Excerpts of labeled region data:
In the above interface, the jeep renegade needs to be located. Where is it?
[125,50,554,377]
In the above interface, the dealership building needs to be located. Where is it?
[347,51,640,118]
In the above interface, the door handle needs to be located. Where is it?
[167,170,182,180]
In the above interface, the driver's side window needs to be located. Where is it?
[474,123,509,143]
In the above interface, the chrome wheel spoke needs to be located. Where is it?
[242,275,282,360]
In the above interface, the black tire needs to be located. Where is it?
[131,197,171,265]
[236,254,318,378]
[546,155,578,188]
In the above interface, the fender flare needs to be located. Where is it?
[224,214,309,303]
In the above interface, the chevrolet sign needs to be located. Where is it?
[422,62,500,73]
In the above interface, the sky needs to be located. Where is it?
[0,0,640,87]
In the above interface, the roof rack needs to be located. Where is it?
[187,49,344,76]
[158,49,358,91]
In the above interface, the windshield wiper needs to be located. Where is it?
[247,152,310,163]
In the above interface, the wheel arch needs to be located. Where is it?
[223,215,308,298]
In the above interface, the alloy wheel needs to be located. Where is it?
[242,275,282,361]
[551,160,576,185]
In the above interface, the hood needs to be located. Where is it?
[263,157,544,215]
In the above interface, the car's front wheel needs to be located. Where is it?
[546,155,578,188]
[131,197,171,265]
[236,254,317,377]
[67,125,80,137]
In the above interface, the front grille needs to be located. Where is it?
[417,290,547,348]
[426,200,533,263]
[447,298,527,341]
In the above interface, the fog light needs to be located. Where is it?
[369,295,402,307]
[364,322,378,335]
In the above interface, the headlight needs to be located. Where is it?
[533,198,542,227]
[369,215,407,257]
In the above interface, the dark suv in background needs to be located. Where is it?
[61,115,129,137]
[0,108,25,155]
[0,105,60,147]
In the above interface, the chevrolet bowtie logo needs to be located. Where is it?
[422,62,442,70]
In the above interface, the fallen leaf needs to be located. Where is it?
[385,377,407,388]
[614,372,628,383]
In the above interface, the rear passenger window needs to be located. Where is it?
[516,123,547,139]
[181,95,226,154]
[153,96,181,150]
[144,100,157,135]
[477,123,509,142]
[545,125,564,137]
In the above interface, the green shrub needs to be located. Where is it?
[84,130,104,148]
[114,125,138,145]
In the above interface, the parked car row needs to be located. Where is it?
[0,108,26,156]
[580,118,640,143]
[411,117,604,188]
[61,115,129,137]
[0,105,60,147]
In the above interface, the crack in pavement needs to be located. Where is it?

Brief:
Update the material from the line containing "In the above interface, the fallen" through the end of the material, inclusive, by changing "green shrub" to "green bush" and leaving everything else unchanged. Return only those lines.

Worked solution:
In the above interface, the fallen leaf needs to be located. Where is it?
[385,377,407,388]
[614,372,628,383]
In the above interface, the rear passenger window needs to be located. Where is it?
[516,123,547,139]
[181,95,226,154]
[153,96,181,150]
[144,100,157,135]
[477,123,509,142]
[545,125,564,137]
In the above interface, the green bush needs to be located. Where is it?
[84,130,104,148]
[114,125,138,145]
In the above interface, the parked car row needs to be located. Where is it?
[0,108,26,156]
[580,118,640,143]
[411,117,604,188]
[61,115,129,137]
[0,105,60,147]
In the above interface, the crack in pavement needs to be located. Where is it?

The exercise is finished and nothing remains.